- Task instructions -
Output every line of the records below as a numbered list, omitting blank lines and leaving out the pictures.

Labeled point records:

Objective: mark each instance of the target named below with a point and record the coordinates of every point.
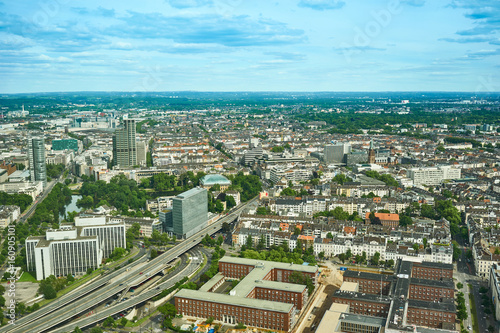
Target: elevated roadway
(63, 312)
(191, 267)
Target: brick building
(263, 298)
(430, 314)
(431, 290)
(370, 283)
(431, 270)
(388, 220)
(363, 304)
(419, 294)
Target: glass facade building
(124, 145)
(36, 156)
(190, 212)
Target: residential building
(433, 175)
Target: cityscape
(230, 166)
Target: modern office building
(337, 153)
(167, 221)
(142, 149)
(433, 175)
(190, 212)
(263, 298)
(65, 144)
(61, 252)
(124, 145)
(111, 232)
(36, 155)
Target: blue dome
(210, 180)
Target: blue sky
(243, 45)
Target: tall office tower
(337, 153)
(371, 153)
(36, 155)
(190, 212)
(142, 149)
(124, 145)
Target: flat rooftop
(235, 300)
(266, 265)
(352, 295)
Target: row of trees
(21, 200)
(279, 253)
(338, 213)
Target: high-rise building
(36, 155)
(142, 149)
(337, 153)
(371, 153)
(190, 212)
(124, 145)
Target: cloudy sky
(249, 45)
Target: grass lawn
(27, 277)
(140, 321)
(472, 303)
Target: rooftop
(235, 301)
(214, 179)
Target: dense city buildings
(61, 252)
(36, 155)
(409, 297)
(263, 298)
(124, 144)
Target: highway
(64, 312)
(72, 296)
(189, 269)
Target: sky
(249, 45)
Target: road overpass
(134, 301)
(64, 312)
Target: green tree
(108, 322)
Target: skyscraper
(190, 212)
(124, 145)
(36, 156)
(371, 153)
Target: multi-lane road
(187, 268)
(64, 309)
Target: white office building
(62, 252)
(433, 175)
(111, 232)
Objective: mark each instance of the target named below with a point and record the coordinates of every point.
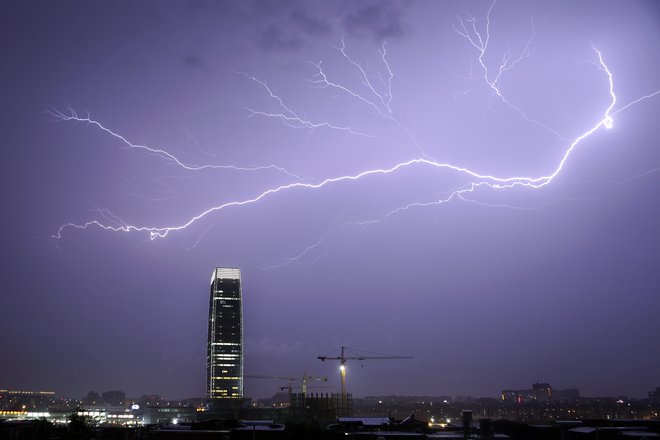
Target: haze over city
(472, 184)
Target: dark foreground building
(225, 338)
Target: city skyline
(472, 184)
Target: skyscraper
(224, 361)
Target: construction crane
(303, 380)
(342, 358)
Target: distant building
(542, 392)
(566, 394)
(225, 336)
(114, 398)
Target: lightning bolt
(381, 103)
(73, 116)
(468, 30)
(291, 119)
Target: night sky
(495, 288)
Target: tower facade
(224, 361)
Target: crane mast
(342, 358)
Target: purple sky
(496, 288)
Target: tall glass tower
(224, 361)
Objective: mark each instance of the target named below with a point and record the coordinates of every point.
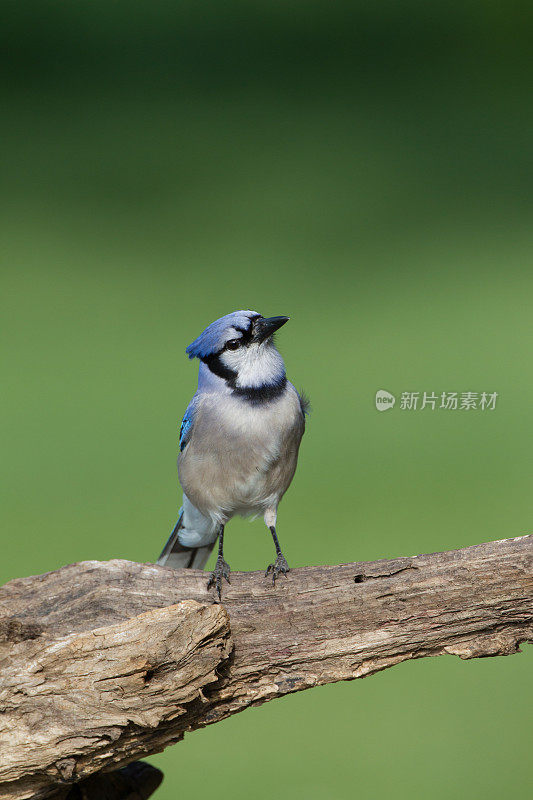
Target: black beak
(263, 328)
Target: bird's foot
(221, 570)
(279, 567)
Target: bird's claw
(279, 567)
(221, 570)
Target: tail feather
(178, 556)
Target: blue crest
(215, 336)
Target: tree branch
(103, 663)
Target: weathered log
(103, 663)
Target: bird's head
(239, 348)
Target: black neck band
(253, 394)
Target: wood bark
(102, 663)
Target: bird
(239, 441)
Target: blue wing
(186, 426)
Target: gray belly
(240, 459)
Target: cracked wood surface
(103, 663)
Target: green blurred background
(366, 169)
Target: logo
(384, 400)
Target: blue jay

- Full output -
1. Objective: mark each instance of the target named below with a point and record the coordinates of every point.
2. Target: elevated roadway
3. (63, 312)
4. (191, 267)
5. Target: brick building
6. (263, 298)
7. (430, 314)
8. (431, 290)
9. (370, 283)
10. (431, 270)
11. (388, 220)
12. (363, 304)
13. (419, 294)
14. Target: glass facade building
15. (124, 145)
16. (36, 156)
17. (190, 212)
18. Target: residential building
19. (433, 175)
20. Target: cityscape
21. (230, 166)
22. Target: modern office building
23. (337, 153)
24. (167, 221)
25. (142, 149)
26. (433, 175)
27. (190, 212)
28. (263, 298)
29. (65, 144)
30. (61, 252)
31. (124, 145)
32. (111, 232)
33. (36, 155)
34. Target: blue dome
35. (210, 180)
36. Target: blue sky
37. (243, 45)
38. Target: tall office tower
39. (337, 153)
40. (371, 153)
41. (36, 155)
42. (190, 212)
43. (142, 149)
44. (124, 145)
45. Target: flat rooftop
46. (235, 300)
47. (266, 265)
48. (352, 295)
49. Target: row of trees
50. (21, 200)
51. (279, 253)
52. (338, 213)
53. Target: high-rise building
54. (36, 155)
55. (142, 149)
56. (337, 153)
57. (371, 153)
58. (190, 212)
59. (124, 145)
60. Target: cloudy sky
61. (249, 45)
62. Target: grass lawn
63. (27, 277)
64. (140, 321)
65. (472, 303)
66. Target: rooftop
67. (235, 301)
68. (214, 179)
69. Target: dense city buildings
70. (61, 252)
71. (36, 155)
72. (409, 297)
73. (263, 298)
74. (124, 144)
75. Target: highway
76. (64, 312)
77. (72, 296)
78. (189, 269)
79. Target: sky
80. (249, 45)
81. Target: road overpass
82. (134, 301)
83. (64, 312)
84. Target: green tree
85. (108, 322)
86. Target: skyscraper
87. (190, 212)
88. (124, 145)
89. (36, 156)
90. (371, 153)
91. Target: multi-lane road
92. (187, 268)
93. (64, 309)
94. Target: white office building
95. (62, 252)
96. (433, 175)
97. (111, 232)
98. Objective: mark each instance of the target named below with a point and record the coordinates of every point.
99. Target: haze over city
100. (472, 184)
101. Target: dark foreground building
102. (225, 338)
103. Target: city skyline
104. (472, 184)
105. Target: skyscraper
106. (224, 361)
107. Target: construction crane
108. (303, 380)
109. (342, 358)
110. Target: distant building
111. (542, 392)
112. (566, 394)
113. (225, 336)
114. (114, 398)
115. Target: lightning bolt
116. (381, 103)
117. (73, 116)
118. (468, 30)
119. (291, 119)
120. Target: night sky
121. (495, 288)
122. Target: tower facade
123. (224, 361)
124. Target: crane mast
125. (342, 358)
126. Target: purple sky
127. (496, 288)
128. Target: tall glass tower
129. (224, 361)
130. Objective: mark each instance of the target named below with a point and record the coordinates of every point.
131. Target: black beak
132. (263, 328)
133. Target: bird's foot
134. (221, 570)
135. (279, 567)
136. Target: bird's claw
137. (279, 567)
138. (221, 570)
139. Target: tail feather
140. (178, 556)
141. Target: blue crest
142. (215, 336)
143. Target: tree branch
144. (103, 663)
145. Target: weathered log
146. (103, 663)
147. Target: bird's head
148. (239, 348)
149. Target: black neck band
150. (253, 394)
151. Target: wood bark
152. (102, 663)
153. Target: bird
154. (239, 441)
155. Target: blue wing
156. (186, 426)
157. Target: gray belly
158. (240, 459)
159. Target: cracked wood surface
160. (103, 663)
161. Target: green blurred background
162. (366, 169)
163. Target: logo
164. (384, 400)
165. Target: blue jay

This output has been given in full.